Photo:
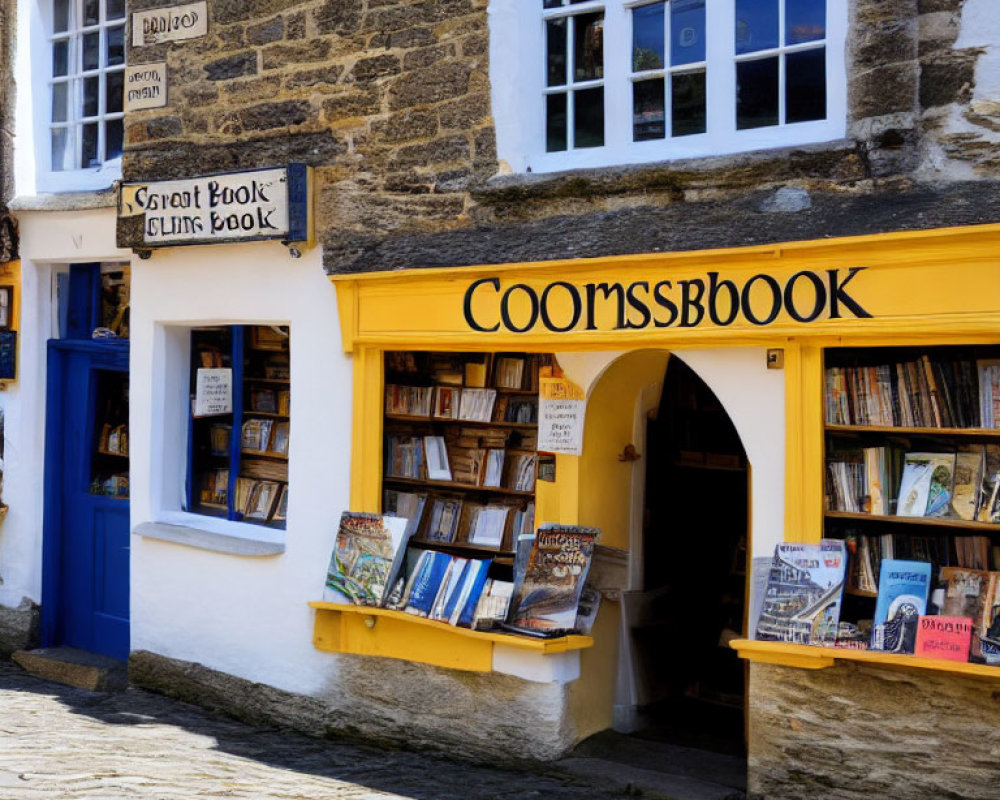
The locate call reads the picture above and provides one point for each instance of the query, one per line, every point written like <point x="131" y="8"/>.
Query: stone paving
<point x="59" y="743"/>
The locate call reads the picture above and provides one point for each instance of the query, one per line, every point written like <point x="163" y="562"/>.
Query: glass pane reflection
<point x="647" y="37"/>
<point x="687" y="31"/>
<point x="756" y="25"/>
<point x="805" y="86"/>
<point x="648" y="110"/>
<point x="805" y="21"/>
<point x="588" y="118"/>
<point x="757" y="93"/>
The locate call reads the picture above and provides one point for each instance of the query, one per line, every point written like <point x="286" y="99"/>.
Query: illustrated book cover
<point x="803" y="594"/>
<point x="903" y="588"/>
<point x="367" y="554"/>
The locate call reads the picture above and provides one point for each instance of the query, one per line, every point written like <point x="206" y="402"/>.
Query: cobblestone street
<point x="63" y="743"/>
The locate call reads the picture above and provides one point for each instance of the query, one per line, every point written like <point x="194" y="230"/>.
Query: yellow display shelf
<point x="809" y="657"/>
<point x="364" y="630"/>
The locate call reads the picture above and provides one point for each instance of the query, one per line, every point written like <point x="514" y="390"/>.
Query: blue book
<point x="903" y="588"/>
<point x="430" y="573"/>
<point x="464" y="613"/>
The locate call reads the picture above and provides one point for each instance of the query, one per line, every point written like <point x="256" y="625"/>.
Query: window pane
<point x="687" y="31"/>
<point x="556" y="52"/>
<point x="116" y="46"/>
<point x="60" y="93"/>
<point x="92" y="50"/>
<point x="757" y="93"/>
<point x="555" y="122"/>
<point x="648" y="110"/>
<point x="89" y="156"/>
<point x="91" y="95"/>
<point x="687" y="104"/>
<point x="113" y="91"/>
<point x="60" y="16"/>
<point x="588" y="41"/>
<point x="805" y="86"/>
<point x="60" y="58"/>
<point x="114" y="9"/>
<point x="113" y="137"/>
<point x="756" y="25"/>
<point x="805" y="20"/>
<point x="588" y="118"/>
<point x="91" y="12"/>
<point x="647" y="37"/>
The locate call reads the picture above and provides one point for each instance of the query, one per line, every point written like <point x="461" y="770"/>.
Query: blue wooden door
<point x="85" y="591"/>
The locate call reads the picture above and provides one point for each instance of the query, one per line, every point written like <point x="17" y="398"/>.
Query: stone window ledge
<point x="66" y="201"/>
<point x="803" y="656"/>
<point x="209" y="540"/>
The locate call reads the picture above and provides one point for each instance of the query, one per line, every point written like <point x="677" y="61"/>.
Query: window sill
<point x="809" y="657"/>
<point x="365" y="630"/>
<point x="214" y="541"/>
<point x="66" y="201"/>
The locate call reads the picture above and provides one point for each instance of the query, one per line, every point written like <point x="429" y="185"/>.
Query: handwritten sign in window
<point x="213" y="394"/>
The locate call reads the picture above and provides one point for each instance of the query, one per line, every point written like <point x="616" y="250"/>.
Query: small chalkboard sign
<point x="8" y="355"/>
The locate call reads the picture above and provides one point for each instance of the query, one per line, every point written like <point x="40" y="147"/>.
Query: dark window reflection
<point x="687" y="31"/>
<point x="648" y="110"/>
<point x="88" y="158"/>
<point x="647" y="37"/>
<point x="687" y="104"/>
<point x="757" y="93"/>
<point x="556" y="51"/>
<point x="588" y="118"/>
<point x="555" y="122"/>
<point x="805" y="20"/>
<point x="756" y="25"/>
<point x="113" y="134"/>
<point x="805" y="86"/>
<point x="588" y="41"/>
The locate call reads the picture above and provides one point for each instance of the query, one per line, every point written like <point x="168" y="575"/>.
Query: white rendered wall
<point x="246" y="616"/>
<point x="754" y="398"/>
<point x="49" y="241"/>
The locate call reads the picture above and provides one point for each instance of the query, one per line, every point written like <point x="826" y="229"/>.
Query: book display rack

:::::

◆ What the exercise asks
Transcribe the records above exactly as they appear, leaving out any pictures.

◆ Expected answer
Photo:
The locate call reads the picture above and provides one point for each instance of the query, one per line, every point written like <point x="131" y="8"/>.
Query: stone paving
<point x="59" y="743"/>
The locate call reads the picture above and provides one point for each instance of the query, one per line, every point written like <point x="163" y="562"/>.
Query: glass pane reflection
<point x="647" y="37"/>
<point x="687" y="31"/>
<point x="756" y="25"/>
<point x="805" y="86"/>
<point x="648" y="110"/>
<point x="805" y="21"/>
<point x="588" y="118"/>
<point x="757" y="93"/>
The locate call reads the picture above and provides one point for each instance of the query, one per line, every point written like <point x="286" y="99"/>.
Query: illustrated book cover
<point x="803" y="594"/>
<point x="903" y="588"/>
<point x="367" y="554"/>
The locate call reads the picture above and provides one point for each instance of the query, one per line, every point written like <point x="206" y="402"/>.
Query: cobblestone street
<point x="63" y="743"/>
The locate call reads the picture above and provides one point for each instance of the query, one per line, every point written like <point x="194" y="230"/>.
Query: yellow display shelf
<point x="809" y="657"/>
<point x="364" y="630"/>
The locate call reads the picture above and provides one point for each instance of the query, one per line, every point written like <point x="514" y="390"/>.
Query: blue book
<point x="903" y="588"/>
<point x="430" y="573"/>
<point x="464" y="613"/>
The locate call reads the picture above and provides one point for each instance of the query, one per line, every point written like <point x="256" y="625"/>.
Query: window pane
<point x="687" y="31"/>
<point x="556" y="52"/>
<point x="116" y="46"/>
<point x="60" y="93"/>
<point x="92" y="50"/>
<point x="757" y="93"/>
<point x="555" y="122"/>
<point x="648" y="110"/>
<point x="89" y="156"/>
<point x="91" y="95"/>
<point x="687" y="104"/>
<point x="113" y="91"/>
<point x="60" y="16"/>
<point x="588" y="41"/>
<point x="805" y="86"/>
<point x="60" y="58"/>
<point x="114" y="9"/>
<point x="113" y="137"/>
<point x="756" y="25"/>
<point x="805" y="20"/>
<point x="588" y="118"/>
<point x="91" y="12"/>
<point x="647" y="37"/>
The locate call reads the picture above and provides one point for each instance of the query, one per line, every point written like <point x="461" y="770"/>.
Query: blue wooden door
<point x="85" y="591"/>
The locate call reads the picture above and provides one point for each instance of the query, one per line, every point written like <point x="17" y="398"/>.
Query: stone window ledge
<point x="66" y="201"/>
<point x="803" y="656"/>
<point x="209" y="540"/>
The locate call reads the picture above and provides one point for each instance of the query, one per line, every point written like <point x="677" y="61"/>.
Query: window sill
<point x="809" y="657"/>
<point x="365" y="630"/>
<point x="214" y="541"/>
<point x="66" y="201"/>
The locate call reads the picture above and provides one point for each instance of the query, one per line, every point written like <point x="429" y="185"/>.
Query: handwritten sign in window
<point x="213" y="394"/>
The locate call reads the picture above and provides one point for each instance of the query, one per line, every point written like <point x="616" y="250"/>.
Query: small chalkboard sign
<point x="8" y="355"/>
The locate call reads the picture above and provides one point for each instance of the query, one per line, every point written like <point x="40" y="147"/>.
Query: dark window reflection
<point x="687" y="31"/>
<point x="648" y="110"/>
<point x="88" y="158"/>
<point x="647" y="37"/>
<point x="687" y="104"/>
<point x="757" y="93"/>
<point x="556" y="51"/>
<point x="588" y="118"/>
<point x="555" y="122"/>
<point x="805" y="20"/>
<point x="756" y="25"/>
<point x="113" y="134"/>
<point x="805" y="86"/>
<point x="588" y="41"/>
The locate call reads the picture above and provides one point for each instance of the query, one per line, every point written like <point x="168" y="575"/>.
Query: white rendered wall
<point x="246" y="616"/>
<point x="754" y="398"/>
<point x="49" y="241"/>
The locate call reads the picture above and provides one point for each instance of the query, one per line, every point written like <point x="826" y="229"/>.
Query: book display rack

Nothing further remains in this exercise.